** Begin **

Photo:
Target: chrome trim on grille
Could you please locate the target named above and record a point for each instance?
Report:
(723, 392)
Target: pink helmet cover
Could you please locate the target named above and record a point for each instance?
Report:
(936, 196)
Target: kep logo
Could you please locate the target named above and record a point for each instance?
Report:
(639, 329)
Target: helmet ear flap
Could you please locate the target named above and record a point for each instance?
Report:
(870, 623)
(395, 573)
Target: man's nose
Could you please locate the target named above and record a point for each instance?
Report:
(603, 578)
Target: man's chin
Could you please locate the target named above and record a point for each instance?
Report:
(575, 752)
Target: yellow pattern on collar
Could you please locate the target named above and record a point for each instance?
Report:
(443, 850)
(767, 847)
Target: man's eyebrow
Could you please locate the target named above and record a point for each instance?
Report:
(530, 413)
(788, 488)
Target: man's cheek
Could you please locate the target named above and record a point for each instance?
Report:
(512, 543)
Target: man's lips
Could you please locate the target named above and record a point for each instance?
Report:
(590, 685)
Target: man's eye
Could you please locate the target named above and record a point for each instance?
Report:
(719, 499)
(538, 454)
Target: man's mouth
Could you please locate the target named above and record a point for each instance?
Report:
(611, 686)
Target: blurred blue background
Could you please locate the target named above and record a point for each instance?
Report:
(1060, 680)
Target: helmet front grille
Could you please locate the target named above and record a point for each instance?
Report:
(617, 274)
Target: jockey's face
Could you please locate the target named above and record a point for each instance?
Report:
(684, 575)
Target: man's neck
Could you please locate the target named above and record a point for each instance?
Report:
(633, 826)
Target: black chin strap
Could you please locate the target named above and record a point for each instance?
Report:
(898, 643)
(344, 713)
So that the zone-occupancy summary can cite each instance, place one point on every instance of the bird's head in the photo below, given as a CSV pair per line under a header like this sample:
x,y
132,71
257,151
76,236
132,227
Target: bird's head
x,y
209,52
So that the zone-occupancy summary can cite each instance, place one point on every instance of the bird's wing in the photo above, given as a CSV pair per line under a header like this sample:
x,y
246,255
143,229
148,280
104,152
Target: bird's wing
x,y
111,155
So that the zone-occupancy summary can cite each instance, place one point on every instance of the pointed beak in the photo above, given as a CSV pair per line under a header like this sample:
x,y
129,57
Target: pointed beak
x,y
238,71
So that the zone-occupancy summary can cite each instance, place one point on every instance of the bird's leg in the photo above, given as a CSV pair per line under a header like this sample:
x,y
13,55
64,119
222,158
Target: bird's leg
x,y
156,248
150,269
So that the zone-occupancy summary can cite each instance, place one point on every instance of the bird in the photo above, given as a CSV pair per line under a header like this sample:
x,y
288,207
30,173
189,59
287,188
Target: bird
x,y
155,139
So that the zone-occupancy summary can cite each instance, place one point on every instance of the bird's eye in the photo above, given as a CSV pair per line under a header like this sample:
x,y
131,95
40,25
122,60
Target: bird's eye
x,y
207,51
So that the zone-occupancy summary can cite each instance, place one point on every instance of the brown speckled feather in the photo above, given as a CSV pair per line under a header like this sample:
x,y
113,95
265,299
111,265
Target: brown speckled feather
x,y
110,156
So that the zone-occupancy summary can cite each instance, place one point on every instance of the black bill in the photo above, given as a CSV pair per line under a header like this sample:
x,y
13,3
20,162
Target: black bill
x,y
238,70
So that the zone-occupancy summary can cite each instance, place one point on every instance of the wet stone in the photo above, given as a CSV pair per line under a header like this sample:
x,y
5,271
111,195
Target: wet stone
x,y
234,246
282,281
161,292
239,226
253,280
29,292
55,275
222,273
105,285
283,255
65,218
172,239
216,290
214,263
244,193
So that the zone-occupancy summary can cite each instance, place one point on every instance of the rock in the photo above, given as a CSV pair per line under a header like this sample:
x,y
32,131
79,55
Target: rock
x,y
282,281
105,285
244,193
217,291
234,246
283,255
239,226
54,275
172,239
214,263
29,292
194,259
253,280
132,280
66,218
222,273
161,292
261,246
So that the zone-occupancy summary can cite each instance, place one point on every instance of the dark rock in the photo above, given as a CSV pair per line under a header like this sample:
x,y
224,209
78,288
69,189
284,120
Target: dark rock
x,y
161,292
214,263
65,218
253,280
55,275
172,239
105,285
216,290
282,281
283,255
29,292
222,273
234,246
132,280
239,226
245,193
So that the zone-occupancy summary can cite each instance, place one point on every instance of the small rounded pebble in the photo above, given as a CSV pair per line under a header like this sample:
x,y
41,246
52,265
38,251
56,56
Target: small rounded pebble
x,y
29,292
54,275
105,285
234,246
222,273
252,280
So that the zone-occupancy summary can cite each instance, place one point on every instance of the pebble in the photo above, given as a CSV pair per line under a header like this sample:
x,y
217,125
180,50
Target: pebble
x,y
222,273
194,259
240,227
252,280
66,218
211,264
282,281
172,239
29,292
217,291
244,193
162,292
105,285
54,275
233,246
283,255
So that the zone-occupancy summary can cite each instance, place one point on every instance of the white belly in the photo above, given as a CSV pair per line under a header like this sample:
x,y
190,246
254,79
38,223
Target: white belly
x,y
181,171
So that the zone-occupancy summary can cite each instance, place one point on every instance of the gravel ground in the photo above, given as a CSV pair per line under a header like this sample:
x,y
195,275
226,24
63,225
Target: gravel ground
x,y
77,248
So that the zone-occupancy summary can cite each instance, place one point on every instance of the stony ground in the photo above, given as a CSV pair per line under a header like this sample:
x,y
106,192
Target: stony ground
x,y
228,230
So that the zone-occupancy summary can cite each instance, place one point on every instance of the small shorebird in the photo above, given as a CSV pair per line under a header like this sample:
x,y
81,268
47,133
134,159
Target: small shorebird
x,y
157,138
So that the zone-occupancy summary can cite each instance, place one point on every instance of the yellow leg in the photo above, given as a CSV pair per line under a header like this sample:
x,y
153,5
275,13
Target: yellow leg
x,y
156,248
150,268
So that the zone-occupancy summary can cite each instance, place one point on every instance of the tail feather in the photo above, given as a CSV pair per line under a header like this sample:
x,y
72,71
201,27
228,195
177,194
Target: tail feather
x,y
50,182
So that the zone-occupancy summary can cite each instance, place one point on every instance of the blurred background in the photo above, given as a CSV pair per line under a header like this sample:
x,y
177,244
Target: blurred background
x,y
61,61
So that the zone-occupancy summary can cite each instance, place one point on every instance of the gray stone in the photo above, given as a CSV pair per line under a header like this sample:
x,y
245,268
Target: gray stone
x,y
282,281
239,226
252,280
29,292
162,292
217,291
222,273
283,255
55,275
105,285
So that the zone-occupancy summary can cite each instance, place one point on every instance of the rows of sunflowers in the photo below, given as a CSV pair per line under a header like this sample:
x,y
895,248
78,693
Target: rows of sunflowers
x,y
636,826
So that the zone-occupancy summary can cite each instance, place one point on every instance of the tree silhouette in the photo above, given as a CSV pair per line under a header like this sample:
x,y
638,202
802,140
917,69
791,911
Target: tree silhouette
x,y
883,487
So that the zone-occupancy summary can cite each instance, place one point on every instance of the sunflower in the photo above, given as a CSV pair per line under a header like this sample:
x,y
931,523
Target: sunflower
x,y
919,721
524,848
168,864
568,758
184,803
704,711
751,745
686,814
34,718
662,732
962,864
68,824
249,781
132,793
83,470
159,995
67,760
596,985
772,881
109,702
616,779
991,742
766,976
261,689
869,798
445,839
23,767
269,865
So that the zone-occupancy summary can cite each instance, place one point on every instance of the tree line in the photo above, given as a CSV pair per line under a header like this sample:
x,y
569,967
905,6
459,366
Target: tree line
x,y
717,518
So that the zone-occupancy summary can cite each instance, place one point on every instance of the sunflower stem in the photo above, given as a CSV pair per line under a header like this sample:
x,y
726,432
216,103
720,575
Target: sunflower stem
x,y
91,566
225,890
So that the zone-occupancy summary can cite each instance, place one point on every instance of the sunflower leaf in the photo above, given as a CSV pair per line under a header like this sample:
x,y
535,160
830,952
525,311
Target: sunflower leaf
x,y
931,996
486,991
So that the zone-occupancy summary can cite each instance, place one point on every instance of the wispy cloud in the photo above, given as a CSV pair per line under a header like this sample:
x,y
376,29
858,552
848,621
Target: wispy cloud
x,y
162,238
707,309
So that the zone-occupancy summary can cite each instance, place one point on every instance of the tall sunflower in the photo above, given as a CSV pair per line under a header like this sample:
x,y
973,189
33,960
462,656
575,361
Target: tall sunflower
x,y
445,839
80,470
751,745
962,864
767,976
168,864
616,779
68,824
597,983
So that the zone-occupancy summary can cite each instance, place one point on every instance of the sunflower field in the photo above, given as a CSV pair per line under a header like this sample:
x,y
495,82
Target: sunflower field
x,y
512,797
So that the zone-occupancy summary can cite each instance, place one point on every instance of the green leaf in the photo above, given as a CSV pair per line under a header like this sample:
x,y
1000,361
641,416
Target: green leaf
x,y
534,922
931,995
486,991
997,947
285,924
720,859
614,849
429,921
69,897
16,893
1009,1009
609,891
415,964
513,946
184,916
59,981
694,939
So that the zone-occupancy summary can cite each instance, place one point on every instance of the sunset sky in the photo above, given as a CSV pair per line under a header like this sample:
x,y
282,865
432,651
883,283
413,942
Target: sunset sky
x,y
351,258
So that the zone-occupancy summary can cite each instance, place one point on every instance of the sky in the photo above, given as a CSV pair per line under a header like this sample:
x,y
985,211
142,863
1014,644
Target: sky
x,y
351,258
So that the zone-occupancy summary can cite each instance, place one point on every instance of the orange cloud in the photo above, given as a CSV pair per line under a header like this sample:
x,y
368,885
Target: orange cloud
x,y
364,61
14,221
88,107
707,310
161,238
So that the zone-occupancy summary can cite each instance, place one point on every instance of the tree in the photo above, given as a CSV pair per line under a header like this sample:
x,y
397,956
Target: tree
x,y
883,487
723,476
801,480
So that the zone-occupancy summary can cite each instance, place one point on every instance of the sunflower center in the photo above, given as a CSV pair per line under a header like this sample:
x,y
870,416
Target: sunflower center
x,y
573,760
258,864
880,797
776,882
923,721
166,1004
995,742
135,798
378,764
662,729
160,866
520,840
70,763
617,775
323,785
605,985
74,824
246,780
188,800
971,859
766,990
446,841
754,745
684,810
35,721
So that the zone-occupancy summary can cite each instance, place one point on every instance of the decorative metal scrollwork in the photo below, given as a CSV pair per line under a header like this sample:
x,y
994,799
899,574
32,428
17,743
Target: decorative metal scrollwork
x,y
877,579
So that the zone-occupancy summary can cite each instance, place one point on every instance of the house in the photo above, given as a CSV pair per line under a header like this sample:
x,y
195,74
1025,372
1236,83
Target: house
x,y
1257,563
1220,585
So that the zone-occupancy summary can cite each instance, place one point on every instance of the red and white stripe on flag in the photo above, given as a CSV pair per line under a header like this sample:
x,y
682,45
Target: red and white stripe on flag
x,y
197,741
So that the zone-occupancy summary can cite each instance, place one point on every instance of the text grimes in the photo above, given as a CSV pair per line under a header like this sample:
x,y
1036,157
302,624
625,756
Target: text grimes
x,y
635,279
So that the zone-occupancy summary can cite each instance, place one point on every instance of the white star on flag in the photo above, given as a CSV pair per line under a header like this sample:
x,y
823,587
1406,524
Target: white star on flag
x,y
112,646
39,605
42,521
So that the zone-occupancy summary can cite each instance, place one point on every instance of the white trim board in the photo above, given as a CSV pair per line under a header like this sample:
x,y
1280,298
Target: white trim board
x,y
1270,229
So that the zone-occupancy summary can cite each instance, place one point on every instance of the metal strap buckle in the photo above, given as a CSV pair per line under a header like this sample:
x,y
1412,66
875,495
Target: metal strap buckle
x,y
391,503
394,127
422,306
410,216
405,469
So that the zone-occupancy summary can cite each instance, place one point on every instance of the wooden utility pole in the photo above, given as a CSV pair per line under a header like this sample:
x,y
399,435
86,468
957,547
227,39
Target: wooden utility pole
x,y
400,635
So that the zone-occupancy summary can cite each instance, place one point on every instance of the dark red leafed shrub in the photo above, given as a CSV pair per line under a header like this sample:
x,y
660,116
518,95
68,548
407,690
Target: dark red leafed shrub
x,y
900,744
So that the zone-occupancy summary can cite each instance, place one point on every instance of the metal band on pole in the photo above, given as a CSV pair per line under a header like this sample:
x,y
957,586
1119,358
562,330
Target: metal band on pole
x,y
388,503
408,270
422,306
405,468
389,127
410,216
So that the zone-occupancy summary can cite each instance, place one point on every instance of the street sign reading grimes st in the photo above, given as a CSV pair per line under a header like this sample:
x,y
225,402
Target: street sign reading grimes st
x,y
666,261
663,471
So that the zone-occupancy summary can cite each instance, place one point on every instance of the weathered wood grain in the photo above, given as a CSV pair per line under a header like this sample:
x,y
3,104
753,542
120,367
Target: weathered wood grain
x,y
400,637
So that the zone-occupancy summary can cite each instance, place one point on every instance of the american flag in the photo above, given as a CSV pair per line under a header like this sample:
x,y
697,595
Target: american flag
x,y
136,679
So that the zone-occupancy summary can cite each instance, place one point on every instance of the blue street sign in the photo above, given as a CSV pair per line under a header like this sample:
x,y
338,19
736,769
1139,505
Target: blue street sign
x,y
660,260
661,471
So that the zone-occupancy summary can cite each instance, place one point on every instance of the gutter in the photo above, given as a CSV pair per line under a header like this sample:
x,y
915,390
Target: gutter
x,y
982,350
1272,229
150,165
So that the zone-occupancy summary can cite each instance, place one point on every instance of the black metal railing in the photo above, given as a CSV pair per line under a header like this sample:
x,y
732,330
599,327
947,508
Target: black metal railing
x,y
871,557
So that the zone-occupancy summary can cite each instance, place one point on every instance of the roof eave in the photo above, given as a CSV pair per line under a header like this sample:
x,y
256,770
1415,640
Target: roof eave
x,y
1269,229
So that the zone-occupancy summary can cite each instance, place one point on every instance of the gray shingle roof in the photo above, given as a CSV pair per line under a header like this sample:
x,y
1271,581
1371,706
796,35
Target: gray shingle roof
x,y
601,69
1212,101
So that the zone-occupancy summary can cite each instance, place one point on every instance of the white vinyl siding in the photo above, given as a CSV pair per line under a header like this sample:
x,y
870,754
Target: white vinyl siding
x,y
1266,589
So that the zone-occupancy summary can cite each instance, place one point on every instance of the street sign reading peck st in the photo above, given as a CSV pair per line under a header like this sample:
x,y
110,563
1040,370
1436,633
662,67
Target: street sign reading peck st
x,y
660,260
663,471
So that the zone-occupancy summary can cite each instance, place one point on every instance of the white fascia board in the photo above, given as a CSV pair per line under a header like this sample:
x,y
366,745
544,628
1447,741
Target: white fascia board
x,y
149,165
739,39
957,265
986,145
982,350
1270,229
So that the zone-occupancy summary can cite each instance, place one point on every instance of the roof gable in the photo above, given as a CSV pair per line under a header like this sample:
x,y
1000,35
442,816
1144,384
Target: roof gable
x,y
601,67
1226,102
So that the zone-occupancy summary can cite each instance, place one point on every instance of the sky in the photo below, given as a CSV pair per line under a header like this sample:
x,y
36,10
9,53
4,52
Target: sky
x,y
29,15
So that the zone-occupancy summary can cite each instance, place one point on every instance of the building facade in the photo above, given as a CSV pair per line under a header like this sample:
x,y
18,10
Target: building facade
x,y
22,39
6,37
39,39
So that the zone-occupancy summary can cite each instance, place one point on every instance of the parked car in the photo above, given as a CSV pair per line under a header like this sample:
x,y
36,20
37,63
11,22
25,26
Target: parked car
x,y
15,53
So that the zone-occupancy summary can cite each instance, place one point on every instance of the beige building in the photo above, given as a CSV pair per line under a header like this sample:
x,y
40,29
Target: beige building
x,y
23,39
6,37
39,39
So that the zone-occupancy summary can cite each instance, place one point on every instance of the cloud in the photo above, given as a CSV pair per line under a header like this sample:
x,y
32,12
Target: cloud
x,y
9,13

** End **

Set task – Copy verbatim the records from the line containing "Target: man's mouth" through the line containing "(1060, 680)", including both of those lines.

Task response –
Target: man's mouth
Could you please locate the target named above and record a point for each instance?
Report:
(611, 686)
Target: blurred blue background
Could you please locate the target named above and record a point for each instance?
Report:
(1060, 680)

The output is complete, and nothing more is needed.